**ARTICLE**:
···

Fidelity or Vanguard - if you have 25k you can have both funds families for free:
Thread is here:
WellFargo PMA

When connected to a PMA checking account and if you have 25k of total assets (not just IRA) with Wells Fargo (even mortgage balances count) You can will have 100 trades/year with quite a few fund families (including Vanguard and Fidelity) for free. I think it's great option for those having the necessary amount of assets and looking for a fund supermarket. Review the thread for details.

What fund do you recommend from Vangaurd. I'm looking for a growth fund for retirement.

Trying to decide between the Growth Index Fund or the US Growth Investor. Thanks

Mordoch said: kaiotes said: if don't have i think 10k combined in Vanguard accounts, u will get hit 20 maintainence fees for each MF that you own. very misleading if you ask me...
This is wrong when talking about Roth IRAs. You need 5,000 dollars in a fund by one year after you initially invested in it to avoid any fees, otherwise you get charged 10$ for each fund in maintenance fees per year.

However, the Vanguard Star Fund has a 1,000 dollar minimum at which point you can avoid fees, and happens to do a rather good job of diversifying your investment.




(1). Looks like Roth IRA's which invest in their Target Retirement Funds have $0 maintenance fees and avoid the $10 custodial fee if balance is >$5K:



---------------------------------------------

Target Retirement Funds

12b-1 Fee None
Account Maintenance Fee None
Purchase Fee None
Redemption Fee None
Low Balance Fee

An annual $10 fee is generally deducted for each nonretirement fund account with a balance of less than $2,500. In addition, the fund account may be liquidated if the balance falls below $500. If your Vanguard account assets (including IRAs, employer-sponsored plans, brokerage accounts, annuities, as well as nonretirement fund accounts) total $50,000 or more, the low-balance fee may not apply.
IRA Custodial Fees

Vanguard charges the following custodial fees:

Traditional, Roth, and SEP IRAs. $10 a year for each fund account with a balance of less than $5,000. This fee may not apply if the IRA owner’s Vanguard account assets (including IRAs, employer-sponsored plans, brokerage accounts, annuities, and nonretirement accounts) total $50,000 or more.

SIMPLE IRAs. $25 a year for each fund account. This fee may not apply if the IRA owner’s Vanguard account assets (including IRAs, employer-sponsored plans, brokerage accounts, annuities, and nonretirement accounts) total $100,000 or more.

403(b)(7)s. $15 a year for each fund account.

Education Savings Accounts. $10 a year for each fund account with a balance of less than $5,000.

-----------------------------------



(2). However, if you open a Roth IRA and pick your own funds, say the Total Stock Market Index Fund, you'll get a $10 custodial fee for accounts less than $10K, but avoid the custodial fee for at least having $5K.



----------------------------------------------------------
Total Stock Market Index Fund

12b-1 Fee None
Account Maintenance Fee

Each Vanguard index fund (except the REIT Index Fund) charges a maintenance fee if the balance is below $10,000. The fee of $10 is deducted annually, or $2.50 per quarter for funds that distribute dividends more than once a year. If your distribution is less than the fee, a fraction of a share may be redeemed to make up the difference. Note that this fee applies to each fund account. For example, if you have an account with two index funds, each with less than $10,000, you will be charged a total of $20 a year. Similarly, if you have the same index fund in two different accounts (e.g., individual account, joint account, traditional IRA, Roth IRA, or any two accounts under different registrations or account numbers), each with less than $10,000, you will be charged a total of $20 a year.

···

**EXCERPTED RECORDS**:
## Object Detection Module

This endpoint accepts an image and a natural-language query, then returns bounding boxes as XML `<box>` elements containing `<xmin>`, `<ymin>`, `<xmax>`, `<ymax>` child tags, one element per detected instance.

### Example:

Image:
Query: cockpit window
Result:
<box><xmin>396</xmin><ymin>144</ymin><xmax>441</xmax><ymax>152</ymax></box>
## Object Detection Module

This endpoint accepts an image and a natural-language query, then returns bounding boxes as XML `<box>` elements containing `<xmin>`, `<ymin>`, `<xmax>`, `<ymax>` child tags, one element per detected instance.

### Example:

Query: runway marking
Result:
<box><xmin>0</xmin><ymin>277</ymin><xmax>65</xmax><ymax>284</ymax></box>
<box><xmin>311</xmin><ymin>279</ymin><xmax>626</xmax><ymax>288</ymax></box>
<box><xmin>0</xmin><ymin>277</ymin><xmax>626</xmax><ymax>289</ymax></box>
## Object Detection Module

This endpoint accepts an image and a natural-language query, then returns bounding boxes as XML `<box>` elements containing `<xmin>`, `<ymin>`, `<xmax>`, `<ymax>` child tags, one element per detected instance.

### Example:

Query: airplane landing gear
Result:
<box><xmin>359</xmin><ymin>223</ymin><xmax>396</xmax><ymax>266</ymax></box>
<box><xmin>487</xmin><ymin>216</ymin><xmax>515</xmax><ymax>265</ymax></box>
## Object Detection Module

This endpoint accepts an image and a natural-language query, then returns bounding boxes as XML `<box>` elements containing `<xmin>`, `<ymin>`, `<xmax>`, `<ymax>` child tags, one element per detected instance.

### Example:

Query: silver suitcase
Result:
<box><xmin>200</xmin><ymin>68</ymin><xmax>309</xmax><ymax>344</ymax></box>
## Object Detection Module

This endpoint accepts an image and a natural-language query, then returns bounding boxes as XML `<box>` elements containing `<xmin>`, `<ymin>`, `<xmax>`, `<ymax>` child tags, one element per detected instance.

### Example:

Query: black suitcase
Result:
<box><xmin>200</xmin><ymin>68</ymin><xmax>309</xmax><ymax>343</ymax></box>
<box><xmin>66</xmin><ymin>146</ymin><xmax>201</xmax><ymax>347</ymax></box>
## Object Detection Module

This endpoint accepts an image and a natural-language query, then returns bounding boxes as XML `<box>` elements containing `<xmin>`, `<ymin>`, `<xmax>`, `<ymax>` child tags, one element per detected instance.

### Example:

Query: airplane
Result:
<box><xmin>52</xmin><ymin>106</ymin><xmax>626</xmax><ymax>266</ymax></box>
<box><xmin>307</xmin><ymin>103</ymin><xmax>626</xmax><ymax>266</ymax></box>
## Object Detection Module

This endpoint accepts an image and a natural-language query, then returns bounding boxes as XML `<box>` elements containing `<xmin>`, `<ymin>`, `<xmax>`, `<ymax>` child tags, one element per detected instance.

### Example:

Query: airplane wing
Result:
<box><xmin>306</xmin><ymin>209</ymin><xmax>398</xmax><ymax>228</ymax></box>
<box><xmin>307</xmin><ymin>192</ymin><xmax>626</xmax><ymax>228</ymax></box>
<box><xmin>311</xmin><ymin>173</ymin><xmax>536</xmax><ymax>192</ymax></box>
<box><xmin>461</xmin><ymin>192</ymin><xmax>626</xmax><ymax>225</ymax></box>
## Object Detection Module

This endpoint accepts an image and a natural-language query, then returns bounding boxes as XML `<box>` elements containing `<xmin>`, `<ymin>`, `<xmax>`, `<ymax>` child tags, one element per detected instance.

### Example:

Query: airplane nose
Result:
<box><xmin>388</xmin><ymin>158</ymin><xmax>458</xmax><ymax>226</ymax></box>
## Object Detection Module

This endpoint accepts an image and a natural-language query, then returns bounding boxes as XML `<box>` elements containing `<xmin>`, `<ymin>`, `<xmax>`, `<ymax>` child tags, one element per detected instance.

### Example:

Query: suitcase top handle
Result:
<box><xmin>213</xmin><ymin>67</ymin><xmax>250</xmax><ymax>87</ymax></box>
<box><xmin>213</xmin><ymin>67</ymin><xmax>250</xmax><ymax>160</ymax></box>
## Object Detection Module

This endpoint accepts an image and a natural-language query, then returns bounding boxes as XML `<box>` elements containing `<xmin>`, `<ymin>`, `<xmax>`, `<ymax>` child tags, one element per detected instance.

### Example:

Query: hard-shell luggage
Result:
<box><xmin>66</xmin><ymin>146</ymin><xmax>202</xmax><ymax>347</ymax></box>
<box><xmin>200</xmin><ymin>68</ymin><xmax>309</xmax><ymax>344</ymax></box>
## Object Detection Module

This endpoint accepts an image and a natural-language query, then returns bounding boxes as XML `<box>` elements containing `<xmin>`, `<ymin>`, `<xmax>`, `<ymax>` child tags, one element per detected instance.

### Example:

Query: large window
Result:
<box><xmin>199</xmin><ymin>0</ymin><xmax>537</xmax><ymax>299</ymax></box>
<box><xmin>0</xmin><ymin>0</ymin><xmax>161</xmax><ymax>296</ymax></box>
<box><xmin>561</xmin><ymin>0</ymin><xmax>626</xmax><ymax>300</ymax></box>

···

**STATED PROBLEM**: From the thread on Vanguard fund fees, write out word for word the part that starts at "Education Savings Accounts." and ends at "least having $5K.".

**IN RESPONSE**:
Education Savings Accounts. $10 a year for each fund account with a balance of less than $5,000.

-----------------------------------



(2). However, if you open a Roth IRA and pick your own funds, say the Total Stock Market Index Fund, you'll get a $10 custodial fee for accounts less than $10K, but avoid the custodial fee for at least having $5K.